# [TRAVAIL À FAIRE]
1 > D'après le texte sur la réforme constitutionnelle israélienne, pourquoi cette réforme paraît-elle suspecte même à des conservateurs ? Répondez en une à trois phrases.
2 > Reproduisez à l'identique le passage du texte sur la réforme constitutionnelle israélienne qui commence par « Enfin, la reprise » et se termine par « constitutionnelle en Israël. ».
3 > Traduisez en anglais cette phrase du texte sur la réforme constitutionnelle israélienne : « L’enjeu principal, c’est le mode de nomination des 15 juges de la Cour suprême, à la fois cour d’appel et cour constitutionnelle. »

# [SECTION DU TEXTE]

-------------------------

Enfin, la reprise des opérations coïncide avec le limogeage du chef du Shin Bet, le service de renseignement intérieur israélien, et avec une aggravation notable de la crise politique et constitutionnelle en Israël.

Réforme constitutionnelle et marge de manœuvre géopolitique

Depuis son arrivée au pouvoir fin 2022, Nétanyahou s’emploie à affaiblir – certains disent anéantir – le contrôle judiciaire sur le gouvernement et le Parlement. L’enjeu principal, c’est le mode de nomination des 15 juges de la Cour suprême, à la fois cour d’appel et cour constitutionnelle. Nétanyahou souhaite accroître le poids de la majorité dans les instances chargées de nommer ces hauts magistrats, afin de politiser la Cour. Cette conception de la Cour constitutionnelle n’est pas, a priori, illégitime. Seulement, la précipitation avec laquelle agit Nétanyahou semble dictée par ses intérêts conjoncturels. En clair, on a l’impression que Bibi manœuvre pour sortir de ses ennuis judiciaires ou pour accorder aux ultrareligieux, pilier de la majorité, des privilèges constituant une rupture flagrante de l’égalité. Résultat, cette réforme est suspecte, même aux yeux de conservateurs qui aimeraient voir le périmètre d’intervention des juges constitutionnels fortement restreint.

-------------------------

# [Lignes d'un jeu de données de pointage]
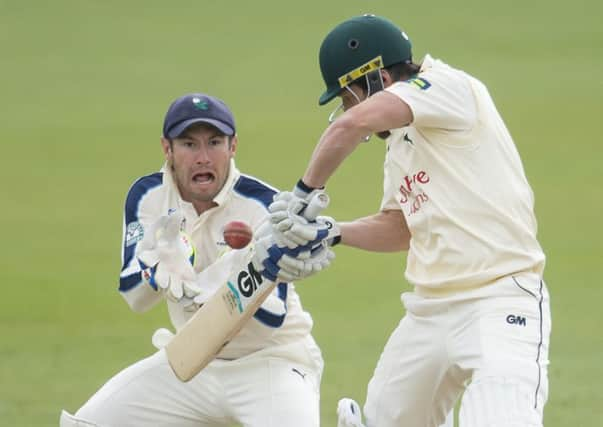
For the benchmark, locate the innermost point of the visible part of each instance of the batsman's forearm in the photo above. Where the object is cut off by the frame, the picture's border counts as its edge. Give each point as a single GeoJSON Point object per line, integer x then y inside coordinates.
{"type": "Point", "coordinates": [336, 143]}
{"type": "Point", "coordinates": [385, 231]}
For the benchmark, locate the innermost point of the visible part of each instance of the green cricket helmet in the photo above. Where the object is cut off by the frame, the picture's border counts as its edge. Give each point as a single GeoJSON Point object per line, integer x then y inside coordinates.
{"type": "Point", "coordinates": [357, 47]}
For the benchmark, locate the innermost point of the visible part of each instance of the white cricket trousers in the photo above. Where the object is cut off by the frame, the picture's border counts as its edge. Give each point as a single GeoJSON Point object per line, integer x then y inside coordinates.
{"type": "Point", "coordinates": [271, 388]}
{"type": "Point", "coordinates": [489, 345]}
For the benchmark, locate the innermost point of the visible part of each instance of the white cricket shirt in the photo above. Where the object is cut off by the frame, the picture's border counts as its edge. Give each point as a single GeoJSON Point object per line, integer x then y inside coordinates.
{"type": "Point", "coordinates": [457, 176]}
{"type": "Point", "coordinates": [281, 318]}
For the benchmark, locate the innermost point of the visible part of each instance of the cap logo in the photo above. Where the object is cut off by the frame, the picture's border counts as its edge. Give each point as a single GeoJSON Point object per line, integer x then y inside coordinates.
{"type": "Point", "coordinates": [200, 104]}
{"type": "Point", "coordinates": [374, 64]}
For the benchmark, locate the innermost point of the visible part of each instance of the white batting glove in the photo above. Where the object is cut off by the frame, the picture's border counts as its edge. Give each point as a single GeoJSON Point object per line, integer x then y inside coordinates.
{"type": "Point", "coordinates": [283, 264]}
{"type": "Point", "coordinates": [334, 231]}
{"type": "Point", "coordinates": [164, 258]}
{"type": "Point", "coordinates": [307, 263]}
{"type": "Point", "coordinates": [292, 228]}
{"type": "Point", "coordinates": [349, 413]}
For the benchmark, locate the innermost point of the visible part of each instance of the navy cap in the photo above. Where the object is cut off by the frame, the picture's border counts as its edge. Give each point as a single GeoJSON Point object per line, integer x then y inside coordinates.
{"type": "Point", "coordinates": [197, 108]}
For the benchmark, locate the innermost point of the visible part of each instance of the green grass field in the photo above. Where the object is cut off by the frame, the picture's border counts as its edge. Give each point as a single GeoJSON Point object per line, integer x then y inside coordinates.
{"type": "Point", "coordinates": [84, 86]}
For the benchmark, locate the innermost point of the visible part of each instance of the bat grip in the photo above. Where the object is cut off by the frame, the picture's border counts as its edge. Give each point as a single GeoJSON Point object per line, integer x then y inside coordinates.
{"type": "Point", "coordinates": [316, 205]}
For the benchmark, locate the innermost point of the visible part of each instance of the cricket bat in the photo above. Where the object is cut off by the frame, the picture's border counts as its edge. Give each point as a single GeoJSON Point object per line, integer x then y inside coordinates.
{"type": "Point", "coordinates": [226, 312]}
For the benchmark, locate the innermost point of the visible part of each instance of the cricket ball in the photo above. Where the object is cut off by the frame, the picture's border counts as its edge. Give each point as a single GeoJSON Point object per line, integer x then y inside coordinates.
{"type": "Point", "coordinates": [237, 234]}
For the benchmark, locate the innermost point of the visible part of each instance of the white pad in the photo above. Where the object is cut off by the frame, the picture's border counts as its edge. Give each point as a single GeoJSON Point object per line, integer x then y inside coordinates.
{"type": "Point", "coordinates": [349, 413]}
{"type": "Point", "coordinates": [497, 402]}
{"type": "Point", "coordinates": [68, 420]}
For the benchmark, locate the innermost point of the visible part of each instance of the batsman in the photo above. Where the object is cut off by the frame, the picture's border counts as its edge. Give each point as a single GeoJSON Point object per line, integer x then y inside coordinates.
{"type": "Point", "coordinates": [455, 196]}
{"type": "Point", "coordinates": [173, 251]}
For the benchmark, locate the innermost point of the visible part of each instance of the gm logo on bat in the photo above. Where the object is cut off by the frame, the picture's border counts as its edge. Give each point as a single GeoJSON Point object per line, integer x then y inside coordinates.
{"type": "Point", "coordinates": [249, 280]}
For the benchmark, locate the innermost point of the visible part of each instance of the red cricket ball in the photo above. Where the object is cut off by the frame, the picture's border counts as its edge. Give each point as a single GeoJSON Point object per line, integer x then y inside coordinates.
{"type": "Point", "coordinates": [237, 234]}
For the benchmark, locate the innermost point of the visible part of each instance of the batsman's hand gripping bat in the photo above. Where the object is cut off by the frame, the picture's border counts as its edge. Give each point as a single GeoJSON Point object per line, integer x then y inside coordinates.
{"type": "Point", "coordinates": [226, 312]}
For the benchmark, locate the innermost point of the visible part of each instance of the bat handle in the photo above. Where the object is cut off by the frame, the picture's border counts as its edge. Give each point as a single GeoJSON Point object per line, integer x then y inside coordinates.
{"type": "Point", "coordinates": [317, 204]}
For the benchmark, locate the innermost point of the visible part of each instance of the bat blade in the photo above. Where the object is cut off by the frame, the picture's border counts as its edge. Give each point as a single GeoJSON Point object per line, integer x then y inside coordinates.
{"type": "Point", "coordinates": [217, 321]}
{"type": "Point", "coordinates": [205, 334]}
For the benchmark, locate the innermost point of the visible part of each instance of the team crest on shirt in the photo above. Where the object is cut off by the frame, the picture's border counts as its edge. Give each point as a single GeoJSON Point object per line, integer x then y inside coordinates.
{"type": "Point", "coordinates": [419, 82]}
{"type": "Point", "coordinates": [134, 233]}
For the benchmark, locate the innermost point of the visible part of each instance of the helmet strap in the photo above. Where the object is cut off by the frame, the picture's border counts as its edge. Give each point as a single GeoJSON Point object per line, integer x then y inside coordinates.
{"type": "Point", "coordinates": [374, 82]}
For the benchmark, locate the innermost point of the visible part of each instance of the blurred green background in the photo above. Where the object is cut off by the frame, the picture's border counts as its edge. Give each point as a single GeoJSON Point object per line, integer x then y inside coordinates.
{"type": "Point", "coordinates": [84, 86]}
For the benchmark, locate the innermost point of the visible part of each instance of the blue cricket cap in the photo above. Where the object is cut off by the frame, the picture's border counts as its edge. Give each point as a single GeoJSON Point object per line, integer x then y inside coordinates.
{"type": "Point", "coordinates": [197, 108]}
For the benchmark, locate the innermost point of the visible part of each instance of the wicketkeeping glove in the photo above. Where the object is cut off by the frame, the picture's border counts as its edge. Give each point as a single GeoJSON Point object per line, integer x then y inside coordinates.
{"type": "Point", "coordinates": [292, 227]}
{"type": "Point", "coordinates": [164, 257]}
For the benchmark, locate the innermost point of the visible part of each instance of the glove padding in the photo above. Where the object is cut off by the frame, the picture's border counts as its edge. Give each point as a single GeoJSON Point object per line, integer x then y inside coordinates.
{"type": "Point", "coordinates": [279, 263]}
{"type": "Point", "coordinates": [164, 259]}
{"type": "Point", "coordinates": [292, 228]}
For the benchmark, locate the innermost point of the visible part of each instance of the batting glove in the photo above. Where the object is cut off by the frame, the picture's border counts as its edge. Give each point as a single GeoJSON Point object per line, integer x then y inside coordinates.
{"type": "Point", "coordinates": [165, 257]}
{"type": "Point", "coordinates": [348, 413]}
{"type": "Point", "coordinates": [282, 264]}
{"type": "Point", "coordinates": [292, 228]}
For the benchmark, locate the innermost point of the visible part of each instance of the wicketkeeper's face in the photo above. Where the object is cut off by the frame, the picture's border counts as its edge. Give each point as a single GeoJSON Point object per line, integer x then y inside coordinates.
{"type": "Point", "coordinates": [200, 162]}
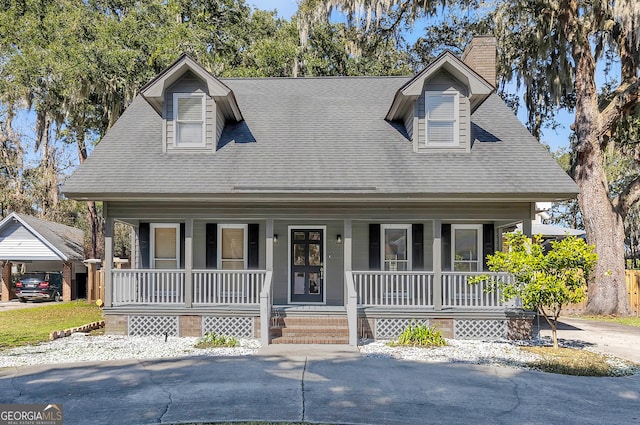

-------------------------

# [RÉPONSES PAR TÂCHE]
1 > Nétanyahou agit avec une précipitation qui semble dictée par ses intérêts conjoncturels. On a l'impression qu'il manœuvre pour sortir de ses ennuis judiciaires ou pour accorder aux ultrareligieux, pilier de la majorité, des privilèges constituant une rupture flagrante de l'égalité.

2 >
Enfin, la reprise des opérations coïncide avec le limogeage du chef du Shin Bet, le service de renseignement intérieur israélien, et avec une aggravation notable de la crise politique et constitutionnelle en Israël.

3 > The main issue is the method of appointing the 15 justices of the Supreme Court, which is both a court of appeal and a constitutional court.